Task to carry out
Write out the rows below exactly as they appear, leaving out the pictures.

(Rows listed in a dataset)
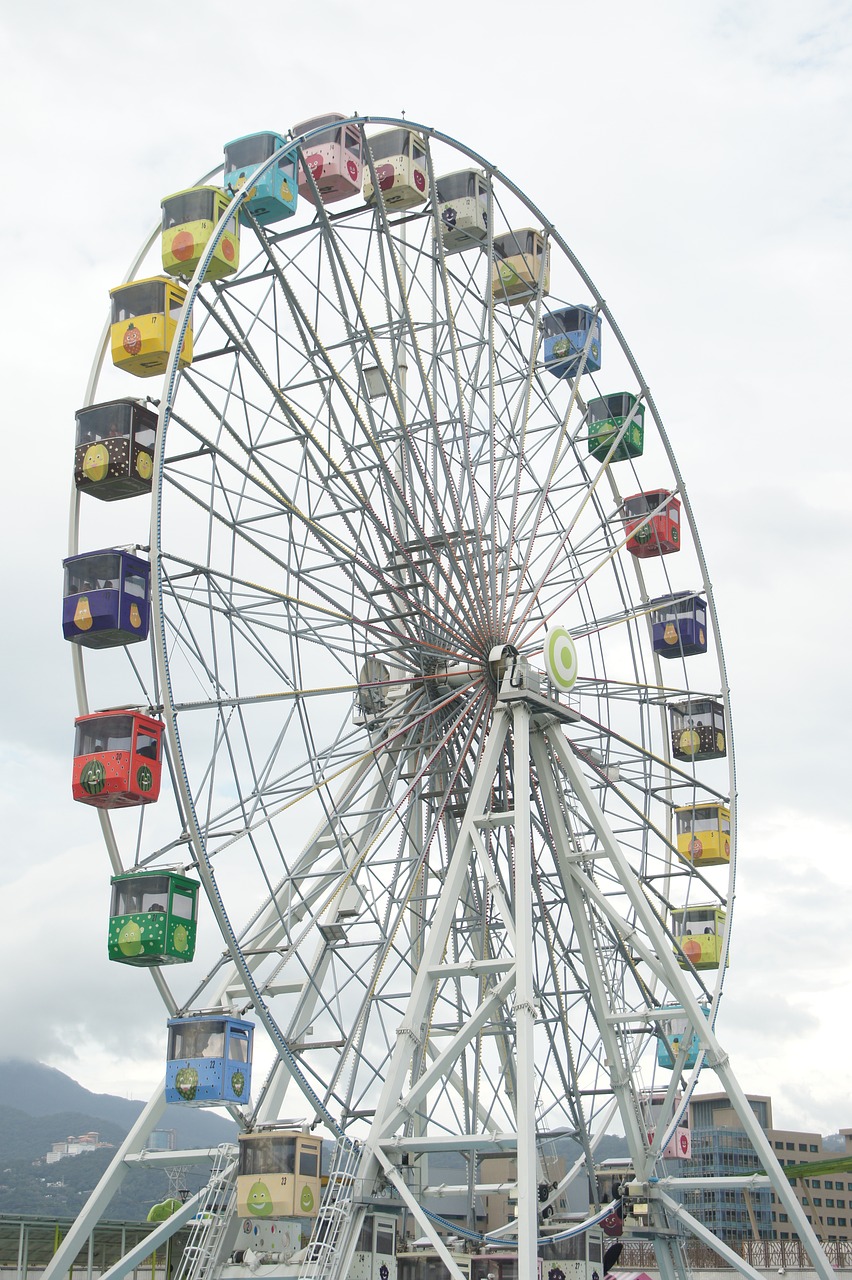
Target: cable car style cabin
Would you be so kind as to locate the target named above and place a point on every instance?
(279, 1174)
(569, 334)
(427, 1265)
(672, 1042)
(653, 524)
(699, 932)
(462, 209)
(495, 1266)
(679, 625)
(399, 160)
(275, 195)
(656, 1115)
(188, 220)
(697, 730)
(704, 833)
(580, 1257)
(375, 1253)
(334, 158)
(105, 599)
(607, 416)
(145, 320)
(521, 266)
(118, 759)
(152, 918)
(114, 451)
(209, 1060)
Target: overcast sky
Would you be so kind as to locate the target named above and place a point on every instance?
(697, 159)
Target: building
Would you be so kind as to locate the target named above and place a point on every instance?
(720, 1147)
(76, 1146)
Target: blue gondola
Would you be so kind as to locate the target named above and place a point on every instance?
(679, 625)
(106, 599)
(209, 1060)
(670, 1036)
(275, 195)
(566, 337)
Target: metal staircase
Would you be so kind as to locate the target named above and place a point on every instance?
(207, 1228)
(321, 1258)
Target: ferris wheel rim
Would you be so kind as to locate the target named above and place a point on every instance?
(169, 380)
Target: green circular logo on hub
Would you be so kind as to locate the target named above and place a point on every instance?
(92, 777)
(560, 658)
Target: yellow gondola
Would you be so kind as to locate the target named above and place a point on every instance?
(188, 220)
(521, 266)
(145, 320)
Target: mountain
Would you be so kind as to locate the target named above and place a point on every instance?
(32, 1089)
(42, 1106)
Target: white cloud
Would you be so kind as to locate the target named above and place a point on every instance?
(699, 161)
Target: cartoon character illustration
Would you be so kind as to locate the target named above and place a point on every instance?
(186, 1082)
(96, 462)
(83, 615)
(259, 1201)
(129, 940)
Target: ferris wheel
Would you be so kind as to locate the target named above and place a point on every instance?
(433, 688)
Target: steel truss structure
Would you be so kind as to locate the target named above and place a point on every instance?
(445, 890)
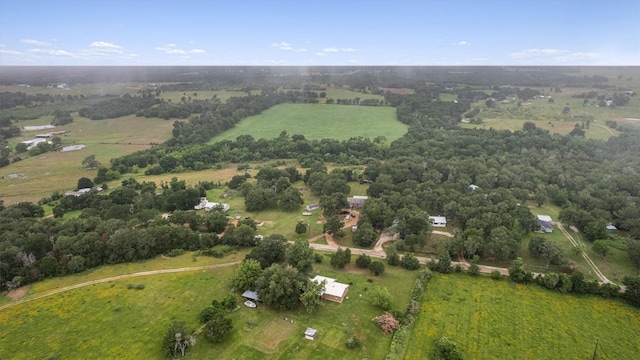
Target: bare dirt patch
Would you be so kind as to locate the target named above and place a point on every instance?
(19, 293)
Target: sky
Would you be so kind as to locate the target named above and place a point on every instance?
(317, 33)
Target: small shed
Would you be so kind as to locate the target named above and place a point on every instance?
(357, 201)
(310, 333)
(251, 295)
(546, 223)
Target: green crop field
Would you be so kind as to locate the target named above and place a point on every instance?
(502, 320)
(109, 320)
(319, 121)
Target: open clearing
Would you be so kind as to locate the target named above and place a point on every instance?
(59, 171)
(319, 121)
(108, 320)
(502, 320)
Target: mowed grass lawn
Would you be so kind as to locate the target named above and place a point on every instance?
(502, 320)
(110, 321)
(320, 121)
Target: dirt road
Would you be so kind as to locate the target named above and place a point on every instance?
(112, 278)
(586, 257)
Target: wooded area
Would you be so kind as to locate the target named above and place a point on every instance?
(427, 171)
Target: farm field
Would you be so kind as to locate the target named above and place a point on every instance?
(319, 121)
(109, 320)
(39, 176)
(502, 320)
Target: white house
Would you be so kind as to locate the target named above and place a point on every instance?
(333, 290)
(310, 333)
(545, 222)
(357, 201)
(438, 221)
(208, 206)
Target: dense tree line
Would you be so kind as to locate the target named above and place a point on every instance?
(118, 106)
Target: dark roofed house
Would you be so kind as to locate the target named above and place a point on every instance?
(357, 201)
(251, 295)
(310, 333)
(545, 222)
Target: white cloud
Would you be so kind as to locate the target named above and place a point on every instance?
(335, 49)
(170, 50)
(35, 42)
(9, 52)
(576, 57)
(530, 53)
(282, 45)
(54, 52)
(102, 44)
(105, 46)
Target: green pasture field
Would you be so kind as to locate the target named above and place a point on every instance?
(344, 93)
(108, 320)
(490, 319)
(319, 121)
(41, 175)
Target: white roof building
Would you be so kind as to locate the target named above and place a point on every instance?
(333, 290)
(208, 205)
(438, 221)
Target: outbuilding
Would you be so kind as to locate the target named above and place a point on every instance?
(438, 221)
(333, 290)
(310, 333)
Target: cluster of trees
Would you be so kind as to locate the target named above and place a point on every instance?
(10, 100)
(118, 106)
(272, 189)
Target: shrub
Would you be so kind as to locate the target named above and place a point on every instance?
(495, 275)
(175, 252)
(474, 269)
(176, 340)
(208, 313)
(410, 262)
(381, 297)
(217, 328)
(363, 261)
(387, 323)
(353, 342)
(376, 267)
(445, 349)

Expected output
Target: cable car style cabin
Would you be so kind as to locate the target named above and place a point on every instance?
(279, 1174)
(569, 334)
(427, 1265)
(672, 1042)
(653, 524)
(699, 932)
(462, 209)
(495, 1266)
(679, 625)
(399, 160)
(275, 195)
(656, 1115)
(188, 220)
(697, 730)
(704, 833)
(580, 1257)
(375, 1253)
(334, 158)
(105, 599)
(607, 416)
(145, 320)
(521, 266)
(118, 759)
(152, 918)
(114, 451)
(209, 1060)
Target: overcast sky
Would you be so kind as to locate the target named above and place a point on every instance?
(697, 159)
Target: building
Would you be so kind as to locate the target named above and place a point on every instance?
(720, 1147)
(76, 1146)
Target: blue gondola
Would you be so kind as to locate the target named above and place a point on every instance?
(679, 625)
(106, 599)
(209, 1060)
(670, 1036)
(275, 195)
(566, 337)
Target: metal staircase
Would you be so kind as to locate the target named above and place a point on every instance?
(207, 1228)
(321, 1258)
Target: ferris wheel rim
Would you be so kind as to locate the target named above and place a point on every instance?
(169, 380)
Target: green circular logo on hub
Would you be so kind as to locate the target named above and place a point on every instance?
(92, 777)
(560, 658)
Target: yellow gondola
Would you be so kind as to locate the target named above and place a point on every instance?
(188, 220)
(521, 266)
(145, 320)
Target: mountain
Would you be so kind as to locate the target named above and place a point on every instance?
(32, 1089)
(42, 1106)
Target: white cloud
Would you be so kind as to locate the target named above and place a point on every instance?
(699, 161)
Target: cartoon character illustration
Would you be so kind as to locate the target named above and place a point on every instance?
(186, 1082)
(96, 462)
(83, 615)
(259, 1201)
(129, 940)
Target: ferris wheel
Would you be so kind as to locate the target named above and place a point on every instance?
(433, 688)
Target: steel truss structure
Would you be so kind as to locate the target named above and place a point on every instance?
(445, 890)
Target: bare dirt patch
Would you be so kind as to locate the target named above and place a point on every instance?
(19, 293)
Target: sky
Would you be so kind as to locate the target named above and place a point on every instance?
(317, 33)
Target: small shed
Would you be so kind as to locate the target named above and place a point on every instance?
(357, 201)
(310, 333)
(251, 295)
(546, 223)
Target: green crop field
Would you be so kind as to locate the target named above and place a point on every instance?
(502, 320)
(109, 320)
(319, 121)
Target: open clearing
Would you be so kind as to locate the target named above and place a point on every instance?
(59, 171)
(319, 121)
(108, 320)
(502, 320)
Target: mowed grass lawn
Would you be so kind as to locate the target named above and place a point on every instance?
(502, 320)
(110, 321)
(320, 121)
Target: dirt road
Would you be so kind as to locate the target named above and place a point on every instance?
(112, 278)
(586, 257)
Target: wooded area
Would you be so kind as to locate the target named above and place a point on every instance?
(427, 171)
Target: farm field
Would you be so kind as to locate the target named above and place a point on every instance?
(319, 121)
(109, 320)
(39, 176)
(502, 320)
Target: white house
Would you be so kind as to locate the target named above and place a point on every instance?
(333, 290)
(310, 333)
(545, 222)
(357, 201)
(438, 221)
(208, 206)
Target: dense tree line
Would you be so kind as to locate the target named above and place a point on every instance?
(118, 106)
Target: dark roofed house
Would you be so kind as to locate the target named above and place a point on every instance?
(357, 201)
(251, 295)
(310, 333)
(545, 222)
Target: white cloud
Would you be so kind as to locate the target named above and place a point on every instance?
(335, 49)
(170, 50)
(35, 42)
(9, 52)
(576, 57)
(530, 53)
(282, 45)
(54, 52)
(102, 44)
(105, 46)
Target: green pasture field
Would you be so kind as to locate the target named above and place a point on every instance?
(344, 93)
(108, 320)
(490, 319)
(319, 121)
(41, 175)
Target: white roof building
Would you be so kind as to locate the target named above and place a point on every instance?
(333, 290)
(208, 205)
(438, 221)
Target: outbuilding
Would you be so kind as to locate the target named above and place a point on every instance?
(438, 221)
(333, 290)
(310, 333)
Target: cluster of trees
Would you be so kind as to locate the target named above and place a point on every instance?
(10, 100)
(118, 106)
(272, 189)
Target: shrub
Would you be so kind as to locate the target named above and place a point on every instance?
(495, 275)
(175, 252)
(474, 269)
(176, 340)
(208, 313)
(410, 262)
(381, 297)
(217, 328)
(363, 261)
(387, 323)
(353, 342)
(376, 267)
(445, 349)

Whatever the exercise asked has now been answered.